::: RECORDS SUPPLIED :::
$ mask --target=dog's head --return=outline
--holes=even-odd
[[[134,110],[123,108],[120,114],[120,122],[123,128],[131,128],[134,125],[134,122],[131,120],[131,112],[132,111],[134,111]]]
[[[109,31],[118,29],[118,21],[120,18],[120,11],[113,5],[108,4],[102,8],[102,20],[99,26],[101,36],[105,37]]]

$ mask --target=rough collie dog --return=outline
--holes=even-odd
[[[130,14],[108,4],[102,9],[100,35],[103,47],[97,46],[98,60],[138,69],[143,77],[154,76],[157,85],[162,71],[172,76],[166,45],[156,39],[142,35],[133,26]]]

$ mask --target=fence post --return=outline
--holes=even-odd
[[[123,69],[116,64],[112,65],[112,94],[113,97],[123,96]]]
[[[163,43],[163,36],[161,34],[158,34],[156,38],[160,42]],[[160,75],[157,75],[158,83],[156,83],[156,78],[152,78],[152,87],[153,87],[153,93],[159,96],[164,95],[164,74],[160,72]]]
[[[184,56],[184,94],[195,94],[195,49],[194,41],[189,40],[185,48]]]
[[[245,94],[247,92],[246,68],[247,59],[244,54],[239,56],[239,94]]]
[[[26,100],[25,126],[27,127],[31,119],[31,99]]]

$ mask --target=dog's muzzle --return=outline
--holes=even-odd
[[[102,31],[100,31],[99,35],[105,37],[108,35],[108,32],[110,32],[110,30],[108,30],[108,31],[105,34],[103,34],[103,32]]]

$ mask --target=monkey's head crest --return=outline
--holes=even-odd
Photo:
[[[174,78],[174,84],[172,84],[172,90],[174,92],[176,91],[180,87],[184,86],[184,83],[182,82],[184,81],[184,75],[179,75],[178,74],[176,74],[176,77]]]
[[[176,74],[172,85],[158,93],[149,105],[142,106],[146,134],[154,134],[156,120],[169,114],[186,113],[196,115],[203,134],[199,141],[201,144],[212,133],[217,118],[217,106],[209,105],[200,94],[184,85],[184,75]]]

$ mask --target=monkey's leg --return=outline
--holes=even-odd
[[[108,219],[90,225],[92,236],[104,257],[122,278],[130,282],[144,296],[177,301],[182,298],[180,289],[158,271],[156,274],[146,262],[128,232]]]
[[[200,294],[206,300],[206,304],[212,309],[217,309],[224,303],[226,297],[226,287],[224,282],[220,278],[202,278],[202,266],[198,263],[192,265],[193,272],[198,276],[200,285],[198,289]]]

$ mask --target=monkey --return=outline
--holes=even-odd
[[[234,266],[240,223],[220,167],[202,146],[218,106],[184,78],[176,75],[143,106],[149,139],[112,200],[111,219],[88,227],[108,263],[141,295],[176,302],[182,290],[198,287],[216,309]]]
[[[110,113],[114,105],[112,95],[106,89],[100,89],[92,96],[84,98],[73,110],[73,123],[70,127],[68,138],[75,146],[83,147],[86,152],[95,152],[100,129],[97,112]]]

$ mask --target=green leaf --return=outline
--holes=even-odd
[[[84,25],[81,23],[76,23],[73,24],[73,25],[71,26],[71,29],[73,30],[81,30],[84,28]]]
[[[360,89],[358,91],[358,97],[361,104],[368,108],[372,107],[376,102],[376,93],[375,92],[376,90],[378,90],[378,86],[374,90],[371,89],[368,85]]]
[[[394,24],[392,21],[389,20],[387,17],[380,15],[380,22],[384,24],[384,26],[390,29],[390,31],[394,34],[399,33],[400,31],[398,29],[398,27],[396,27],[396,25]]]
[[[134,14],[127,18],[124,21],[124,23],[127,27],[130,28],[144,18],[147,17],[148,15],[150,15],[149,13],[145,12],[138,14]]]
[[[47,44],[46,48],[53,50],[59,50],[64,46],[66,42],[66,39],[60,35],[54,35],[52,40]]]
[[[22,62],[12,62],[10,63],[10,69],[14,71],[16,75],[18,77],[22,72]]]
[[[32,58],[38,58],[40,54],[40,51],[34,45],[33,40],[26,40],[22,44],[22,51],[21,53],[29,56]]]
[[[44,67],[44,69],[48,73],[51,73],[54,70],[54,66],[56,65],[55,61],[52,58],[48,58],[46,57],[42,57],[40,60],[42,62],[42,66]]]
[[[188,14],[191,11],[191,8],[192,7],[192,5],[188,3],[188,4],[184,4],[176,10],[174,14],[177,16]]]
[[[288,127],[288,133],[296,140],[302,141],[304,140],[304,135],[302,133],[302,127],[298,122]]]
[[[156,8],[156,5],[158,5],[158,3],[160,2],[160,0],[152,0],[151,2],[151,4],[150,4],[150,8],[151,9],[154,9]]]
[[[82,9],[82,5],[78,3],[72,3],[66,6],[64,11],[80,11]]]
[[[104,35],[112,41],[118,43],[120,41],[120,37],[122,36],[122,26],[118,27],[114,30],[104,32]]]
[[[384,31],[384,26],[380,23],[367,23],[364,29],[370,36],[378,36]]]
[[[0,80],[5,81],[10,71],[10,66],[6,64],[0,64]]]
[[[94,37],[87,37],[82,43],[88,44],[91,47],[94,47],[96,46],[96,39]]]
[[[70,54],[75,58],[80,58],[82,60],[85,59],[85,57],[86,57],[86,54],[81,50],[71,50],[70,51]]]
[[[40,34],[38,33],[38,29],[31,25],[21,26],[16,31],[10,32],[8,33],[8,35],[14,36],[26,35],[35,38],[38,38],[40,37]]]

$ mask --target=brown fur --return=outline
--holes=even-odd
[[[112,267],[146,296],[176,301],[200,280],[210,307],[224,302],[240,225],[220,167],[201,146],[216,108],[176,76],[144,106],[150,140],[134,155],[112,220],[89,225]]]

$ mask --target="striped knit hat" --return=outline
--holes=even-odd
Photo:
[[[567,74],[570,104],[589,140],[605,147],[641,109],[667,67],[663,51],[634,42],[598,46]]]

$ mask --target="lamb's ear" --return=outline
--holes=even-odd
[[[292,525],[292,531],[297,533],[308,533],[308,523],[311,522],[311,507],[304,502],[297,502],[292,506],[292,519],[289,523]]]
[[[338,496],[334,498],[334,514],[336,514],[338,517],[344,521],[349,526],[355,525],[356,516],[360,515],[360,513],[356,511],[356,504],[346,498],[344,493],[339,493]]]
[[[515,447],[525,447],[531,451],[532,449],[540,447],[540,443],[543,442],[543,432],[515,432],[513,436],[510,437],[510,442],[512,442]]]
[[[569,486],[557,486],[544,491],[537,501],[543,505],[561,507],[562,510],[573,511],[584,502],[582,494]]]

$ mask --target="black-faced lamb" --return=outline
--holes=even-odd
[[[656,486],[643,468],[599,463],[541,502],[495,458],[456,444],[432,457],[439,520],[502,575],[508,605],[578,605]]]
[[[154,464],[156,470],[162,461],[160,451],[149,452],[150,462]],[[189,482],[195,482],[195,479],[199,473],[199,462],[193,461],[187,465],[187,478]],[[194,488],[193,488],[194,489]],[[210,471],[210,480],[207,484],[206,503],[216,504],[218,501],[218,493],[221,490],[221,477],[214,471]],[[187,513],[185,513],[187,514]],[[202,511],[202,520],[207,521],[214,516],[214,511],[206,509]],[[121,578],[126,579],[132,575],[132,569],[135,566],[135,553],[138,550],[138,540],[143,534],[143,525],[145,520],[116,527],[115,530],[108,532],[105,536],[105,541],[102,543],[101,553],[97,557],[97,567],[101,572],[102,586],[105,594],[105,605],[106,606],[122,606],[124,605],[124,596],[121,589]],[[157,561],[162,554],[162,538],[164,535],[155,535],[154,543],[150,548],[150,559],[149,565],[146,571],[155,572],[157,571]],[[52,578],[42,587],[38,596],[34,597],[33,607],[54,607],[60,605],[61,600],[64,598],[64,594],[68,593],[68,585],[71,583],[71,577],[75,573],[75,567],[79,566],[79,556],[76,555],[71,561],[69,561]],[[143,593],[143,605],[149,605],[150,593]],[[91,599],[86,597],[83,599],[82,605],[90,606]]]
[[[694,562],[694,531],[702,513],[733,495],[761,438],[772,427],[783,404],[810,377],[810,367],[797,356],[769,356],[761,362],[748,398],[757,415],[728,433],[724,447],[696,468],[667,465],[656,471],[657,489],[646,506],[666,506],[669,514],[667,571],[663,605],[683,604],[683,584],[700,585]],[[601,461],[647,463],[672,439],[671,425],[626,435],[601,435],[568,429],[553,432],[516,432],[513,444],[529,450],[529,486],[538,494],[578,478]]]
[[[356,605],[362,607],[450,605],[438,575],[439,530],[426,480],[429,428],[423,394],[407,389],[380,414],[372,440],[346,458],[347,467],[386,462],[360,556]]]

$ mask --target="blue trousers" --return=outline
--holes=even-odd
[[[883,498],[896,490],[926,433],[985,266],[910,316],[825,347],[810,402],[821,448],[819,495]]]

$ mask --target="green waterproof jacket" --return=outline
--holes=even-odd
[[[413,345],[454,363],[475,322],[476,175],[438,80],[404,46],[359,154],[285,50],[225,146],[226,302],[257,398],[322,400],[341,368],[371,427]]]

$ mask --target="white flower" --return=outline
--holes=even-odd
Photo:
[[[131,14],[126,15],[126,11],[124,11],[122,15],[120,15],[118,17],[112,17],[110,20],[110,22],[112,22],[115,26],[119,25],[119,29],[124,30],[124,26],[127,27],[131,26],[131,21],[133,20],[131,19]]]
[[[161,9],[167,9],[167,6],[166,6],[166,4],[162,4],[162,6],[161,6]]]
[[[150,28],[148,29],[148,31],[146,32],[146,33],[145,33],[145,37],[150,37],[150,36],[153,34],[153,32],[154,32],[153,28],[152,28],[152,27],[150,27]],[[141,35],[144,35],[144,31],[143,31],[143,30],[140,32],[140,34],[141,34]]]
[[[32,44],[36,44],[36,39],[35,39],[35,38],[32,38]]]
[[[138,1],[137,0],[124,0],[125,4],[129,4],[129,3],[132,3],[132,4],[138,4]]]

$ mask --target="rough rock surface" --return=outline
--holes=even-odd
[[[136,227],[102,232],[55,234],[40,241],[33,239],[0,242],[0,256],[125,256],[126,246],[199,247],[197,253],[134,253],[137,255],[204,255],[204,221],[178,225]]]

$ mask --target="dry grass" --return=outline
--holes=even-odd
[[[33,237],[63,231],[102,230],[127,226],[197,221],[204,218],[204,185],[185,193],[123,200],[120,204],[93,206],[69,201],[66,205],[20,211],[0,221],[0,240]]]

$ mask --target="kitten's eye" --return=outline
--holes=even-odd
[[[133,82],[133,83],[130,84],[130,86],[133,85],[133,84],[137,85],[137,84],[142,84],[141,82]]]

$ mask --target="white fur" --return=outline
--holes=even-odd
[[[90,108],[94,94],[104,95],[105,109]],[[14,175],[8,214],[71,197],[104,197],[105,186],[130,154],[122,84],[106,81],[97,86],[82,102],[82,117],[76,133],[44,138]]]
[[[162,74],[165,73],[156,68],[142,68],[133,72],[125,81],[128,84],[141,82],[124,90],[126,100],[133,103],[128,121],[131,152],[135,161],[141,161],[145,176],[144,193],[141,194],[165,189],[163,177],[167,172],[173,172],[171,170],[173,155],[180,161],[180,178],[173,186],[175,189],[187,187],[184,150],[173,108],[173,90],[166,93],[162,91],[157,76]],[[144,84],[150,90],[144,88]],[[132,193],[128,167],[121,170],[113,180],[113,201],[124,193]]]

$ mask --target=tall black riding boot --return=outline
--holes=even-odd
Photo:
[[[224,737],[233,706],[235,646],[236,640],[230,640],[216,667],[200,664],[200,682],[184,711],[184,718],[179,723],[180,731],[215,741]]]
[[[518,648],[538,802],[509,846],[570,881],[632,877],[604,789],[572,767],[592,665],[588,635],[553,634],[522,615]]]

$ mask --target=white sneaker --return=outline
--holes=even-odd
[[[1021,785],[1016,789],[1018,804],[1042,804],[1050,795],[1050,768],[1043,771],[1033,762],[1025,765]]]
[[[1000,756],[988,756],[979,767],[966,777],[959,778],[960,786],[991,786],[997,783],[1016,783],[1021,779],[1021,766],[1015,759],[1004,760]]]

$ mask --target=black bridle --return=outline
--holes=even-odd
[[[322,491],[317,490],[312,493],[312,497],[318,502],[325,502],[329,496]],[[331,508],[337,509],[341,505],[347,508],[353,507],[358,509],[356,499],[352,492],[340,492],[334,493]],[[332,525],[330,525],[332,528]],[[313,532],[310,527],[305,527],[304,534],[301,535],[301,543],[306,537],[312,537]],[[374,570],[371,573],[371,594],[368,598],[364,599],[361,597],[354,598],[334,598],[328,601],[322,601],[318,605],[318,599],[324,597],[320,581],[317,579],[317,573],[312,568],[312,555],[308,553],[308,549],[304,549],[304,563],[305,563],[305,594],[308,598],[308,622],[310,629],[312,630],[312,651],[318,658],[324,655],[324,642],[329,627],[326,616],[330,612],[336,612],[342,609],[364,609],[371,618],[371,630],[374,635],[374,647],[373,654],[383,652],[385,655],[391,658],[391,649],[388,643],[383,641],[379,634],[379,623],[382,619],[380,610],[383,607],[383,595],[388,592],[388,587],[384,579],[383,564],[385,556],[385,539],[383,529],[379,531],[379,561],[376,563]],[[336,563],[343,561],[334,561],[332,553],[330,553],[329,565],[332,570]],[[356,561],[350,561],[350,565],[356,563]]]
:::
WHAT YOU ARE ASKED TO DO: Count the lines of the rows above that contain the string "rough". Case counts; give only the number.

EXERCISE SOLUTION: 2